EXERCISE: Collect every line in the records below that contains the word "distant", matching case, and copy each one.

###

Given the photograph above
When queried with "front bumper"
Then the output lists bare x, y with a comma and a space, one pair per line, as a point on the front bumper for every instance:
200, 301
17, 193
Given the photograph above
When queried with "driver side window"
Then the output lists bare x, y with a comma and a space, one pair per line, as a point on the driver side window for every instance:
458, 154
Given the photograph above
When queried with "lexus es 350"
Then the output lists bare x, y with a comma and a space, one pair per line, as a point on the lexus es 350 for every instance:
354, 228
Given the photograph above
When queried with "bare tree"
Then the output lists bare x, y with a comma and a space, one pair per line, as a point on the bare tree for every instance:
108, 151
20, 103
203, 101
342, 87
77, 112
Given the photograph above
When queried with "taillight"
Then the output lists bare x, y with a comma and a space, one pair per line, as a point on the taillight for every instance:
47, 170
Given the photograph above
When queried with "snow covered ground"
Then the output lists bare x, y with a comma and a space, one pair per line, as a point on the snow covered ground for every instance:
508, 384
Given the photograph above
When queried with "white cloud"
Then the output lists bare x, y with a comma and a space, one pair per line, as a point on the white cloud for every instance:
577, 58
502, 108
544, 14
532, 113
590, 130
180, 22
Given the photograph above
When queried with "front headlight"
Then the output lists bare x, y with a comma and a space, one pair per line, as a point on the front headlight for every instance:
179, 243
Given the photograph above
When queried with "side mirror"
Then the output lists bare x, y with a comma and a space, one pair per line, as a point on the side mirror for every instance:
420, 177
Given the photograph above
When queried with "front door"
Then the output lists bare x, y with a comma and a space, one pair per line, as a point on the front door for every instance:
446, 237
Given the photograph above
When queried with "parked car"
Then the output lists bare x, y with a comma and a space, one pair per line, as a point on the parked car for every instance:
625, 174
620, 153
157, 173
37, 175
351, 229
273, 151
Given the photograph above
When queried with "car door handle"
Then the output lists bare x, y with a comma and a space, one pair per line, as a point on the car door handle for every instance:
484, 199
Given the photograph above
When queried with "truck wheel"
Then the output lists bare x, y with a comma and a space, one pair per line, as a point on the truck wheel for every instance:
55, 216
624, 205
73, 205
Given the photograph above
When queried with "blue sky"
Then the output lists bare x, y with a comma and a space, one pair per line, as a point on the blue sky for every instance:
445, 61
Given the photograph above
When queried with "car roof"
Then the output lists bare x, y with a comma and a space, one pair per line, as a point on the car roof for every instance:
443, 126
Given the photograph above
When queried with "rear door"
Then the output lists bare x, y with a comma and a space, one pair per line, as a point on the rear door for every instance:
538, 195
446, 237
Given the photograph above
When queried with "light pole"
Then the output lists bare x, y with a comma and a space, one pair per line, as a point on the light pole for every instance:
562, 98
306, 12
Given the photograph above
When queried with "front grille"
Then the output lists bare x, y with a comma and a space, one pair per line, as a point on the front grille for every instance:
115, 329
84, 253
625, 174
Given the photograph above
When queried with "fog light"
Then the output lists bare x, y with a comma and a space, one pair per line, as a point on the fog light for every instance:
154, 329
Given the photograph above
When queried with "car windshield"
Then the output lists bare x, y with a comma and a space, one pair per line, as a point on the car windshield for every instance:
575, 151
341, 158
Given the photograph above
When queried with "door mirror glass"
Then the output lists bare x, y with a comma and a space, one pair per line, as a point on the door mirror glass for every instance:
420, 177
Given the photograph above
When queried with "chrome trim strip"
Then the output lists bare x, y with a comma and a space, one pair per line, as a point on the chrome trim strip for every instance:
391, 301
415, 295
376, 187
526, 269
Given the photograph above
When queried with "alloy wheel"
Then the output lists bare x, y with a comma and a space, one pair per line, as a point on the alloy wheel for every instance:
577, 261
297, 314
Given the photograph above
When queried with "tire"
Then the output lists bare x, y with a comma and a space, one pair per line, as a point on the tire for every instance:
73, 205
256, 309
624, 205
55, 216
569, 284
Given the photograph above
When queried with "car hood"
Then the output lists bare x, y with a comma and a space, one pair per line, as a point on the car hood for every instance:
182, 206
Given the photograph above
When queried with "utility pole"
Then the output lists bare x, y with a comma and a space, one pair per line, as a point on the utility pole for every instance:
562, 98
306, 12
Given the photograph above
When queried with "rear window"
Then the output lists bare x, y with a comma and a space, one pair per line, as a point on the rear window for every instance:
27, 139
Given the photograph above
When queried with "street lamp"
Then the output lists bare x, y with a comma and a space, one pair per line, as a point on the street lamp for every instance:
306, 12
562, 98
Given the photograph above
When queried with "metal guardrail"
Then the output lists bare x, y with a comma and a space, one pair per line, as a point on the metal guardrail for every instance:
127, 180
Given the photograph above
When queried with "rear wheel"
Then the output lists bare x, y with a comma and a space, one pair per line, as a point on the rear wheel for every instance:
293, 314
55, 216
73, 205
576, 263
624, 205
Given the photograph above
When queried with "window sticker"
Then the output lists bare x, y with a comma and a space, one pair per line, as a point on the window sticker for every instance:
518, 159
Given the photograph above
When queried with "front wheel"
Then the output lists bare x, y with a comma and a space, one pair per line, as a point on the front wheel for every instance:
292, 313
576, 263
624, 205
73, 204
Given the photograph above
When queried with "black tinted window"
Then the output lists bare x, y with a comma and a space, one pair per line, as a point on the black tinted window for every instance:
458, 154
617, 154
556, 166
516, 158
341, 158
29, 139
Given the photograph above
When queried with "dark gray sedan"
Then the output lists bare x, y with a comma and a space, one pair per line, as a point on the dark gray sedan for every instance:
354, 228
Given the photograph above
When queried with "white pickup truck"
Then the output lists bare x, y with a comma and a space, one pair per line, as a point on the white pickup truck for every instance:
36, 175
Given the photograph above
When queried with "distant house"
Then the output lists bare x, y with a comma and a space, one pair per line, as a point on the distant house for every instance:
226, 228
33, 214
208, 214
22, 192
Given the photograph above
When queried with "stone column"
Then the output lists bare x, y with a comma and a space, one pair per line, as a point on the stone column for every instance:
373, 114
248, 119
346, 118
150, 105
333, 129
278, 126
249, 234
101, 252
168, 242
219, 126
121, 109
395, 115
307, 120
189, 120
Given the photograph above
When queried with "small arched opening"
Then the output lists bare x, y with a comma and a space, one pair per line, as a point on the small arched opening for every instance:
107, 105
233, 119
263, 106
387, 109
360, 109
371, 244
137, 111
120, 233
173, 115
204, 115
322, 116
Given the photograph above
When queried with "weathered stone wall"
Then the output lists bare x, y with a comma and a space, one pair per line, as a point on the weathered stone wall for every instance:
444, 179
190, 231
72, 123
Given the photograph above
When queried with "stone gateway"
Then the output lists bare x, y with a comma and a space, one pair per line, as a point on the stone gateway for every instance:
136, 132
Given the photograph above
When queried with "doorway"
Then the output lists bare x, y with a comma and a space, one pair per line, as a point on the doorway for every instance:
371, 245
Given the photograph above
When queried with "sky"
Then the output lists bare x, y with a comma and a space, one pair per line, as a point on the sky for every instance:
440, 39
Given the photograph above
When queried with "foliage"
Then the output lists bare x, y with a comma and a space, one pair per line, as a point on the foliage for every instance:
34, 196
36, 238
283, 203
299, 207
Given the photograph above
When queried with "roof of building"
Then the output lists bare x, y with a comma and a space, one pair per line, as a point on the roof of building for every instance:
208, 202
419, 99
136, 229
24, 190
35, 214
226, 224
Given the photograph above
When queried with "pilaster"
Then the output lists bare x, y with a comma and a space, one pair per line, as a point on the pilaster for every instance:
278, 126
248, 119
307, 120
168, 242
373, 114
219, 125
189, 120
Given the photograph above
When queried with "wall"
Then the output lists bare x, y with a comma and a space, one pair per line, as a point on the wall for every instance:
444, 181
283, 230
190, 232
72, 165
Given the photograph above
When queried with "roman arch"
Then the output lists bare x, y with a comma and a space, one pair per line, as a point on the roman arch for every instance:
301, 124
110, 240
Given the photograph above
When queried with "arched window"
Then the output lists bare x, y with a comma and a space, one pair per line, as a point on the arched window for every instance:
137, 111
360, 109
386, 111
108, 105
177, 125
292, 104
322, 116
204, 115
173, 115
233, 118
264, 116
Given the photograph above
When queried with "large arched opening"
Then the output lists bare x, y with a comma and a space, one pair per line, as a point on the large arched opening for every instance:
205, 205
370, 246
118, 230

###

FINAL RESULT:
When queried with "distant house"
Then the output lists bare x, y with a comma and a space, one pair per line, as a point on the distant house for every instance:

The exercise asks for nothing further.